• _Source extract_:
━━━━

1. What sort of environment (hypertonic, isotonic, hypotonic) does consuming excessive amounts of pure water create in the body fluid that surrounds your cells? What effect would this have on your cells?

– A hypotonic environment would be created in the body fluid, as there would be a lower concentration of solutes outside of the cell than inside the cell. This would create the effect of water entering the cells at an abnormal rate, and the cells, eventually, would burst.

2. What types of symptoms did Jennifer, Cassandra, and James have in common? Which organ or tissue seems to have been most affected?

– Dizziness and headaches were symptoms in common with Jennifer and James. It could be assumed that Cassandra had similar symptoms, as there was swelling of the brain found during autopsy. The brain seems to be the tissue most affected by such conditions.

3. Keeping in mind your answers to questions 1 and 2, what do you think the immediate cause of death was for Jennifer, Cassandra, and James?

– Swelling of the brain, and bursting of the cells within was the most likely cause of death.

4. If you suspected that a patient’s symptoms were caused by the condition suffered by Jennifer, Cassandra, and James, what kinds of test would you run to confirm your suspicions?

– Tests should be run to see how much sodium is in the body, available for use. Electrolyte tests should give an idea of the concentration of salts.

5. Once you knew the cause of their symptoms, what kind of emergency treatment might you try for a patient like Cassandra or James if you were the doctor in charge of their care?

━━━━

• _Given information_:
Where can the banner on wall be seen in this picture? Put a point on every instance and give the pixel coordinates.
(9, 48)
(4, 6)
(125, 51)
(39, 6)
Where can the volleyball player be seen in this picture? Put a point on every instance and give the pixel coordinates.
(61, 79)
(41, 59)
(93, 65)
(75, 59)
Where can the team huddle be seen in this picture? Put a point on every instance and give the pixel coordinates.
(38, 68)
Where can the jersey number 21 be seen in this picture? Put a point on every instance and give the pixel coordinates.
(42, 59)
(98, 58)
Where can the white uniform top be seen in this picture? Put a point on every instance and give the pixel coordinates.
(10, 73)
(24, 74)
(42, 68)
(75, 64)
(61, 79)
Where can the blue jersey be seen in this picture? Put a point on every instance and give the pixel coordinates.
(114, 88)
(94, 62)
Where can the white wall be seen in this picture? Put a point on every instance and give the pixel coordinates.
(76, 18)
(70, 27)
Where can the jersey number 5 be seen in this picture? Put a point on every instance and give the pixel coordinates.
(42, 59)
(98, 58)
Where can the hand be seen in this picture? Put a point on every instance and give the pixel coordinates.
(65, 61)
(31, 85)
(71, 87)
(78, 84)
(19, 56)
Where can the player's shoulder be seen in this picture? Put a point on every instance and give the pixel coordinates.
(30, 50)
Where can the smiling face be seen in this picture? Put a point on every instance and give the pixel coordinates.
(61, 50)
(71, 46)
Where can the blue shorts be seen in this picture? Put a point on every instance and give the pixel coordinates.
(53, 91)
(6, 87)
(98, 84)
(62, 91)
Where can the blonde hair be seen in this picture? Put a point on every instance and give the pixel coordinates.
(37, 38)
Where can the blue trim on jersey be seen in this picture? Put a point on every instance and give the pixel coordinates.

━━━━

In the text on drinking excessive amounts of pure water, what symptoms did Jennifer and James have in common?

• _Task result_:
Dizziness and headaches.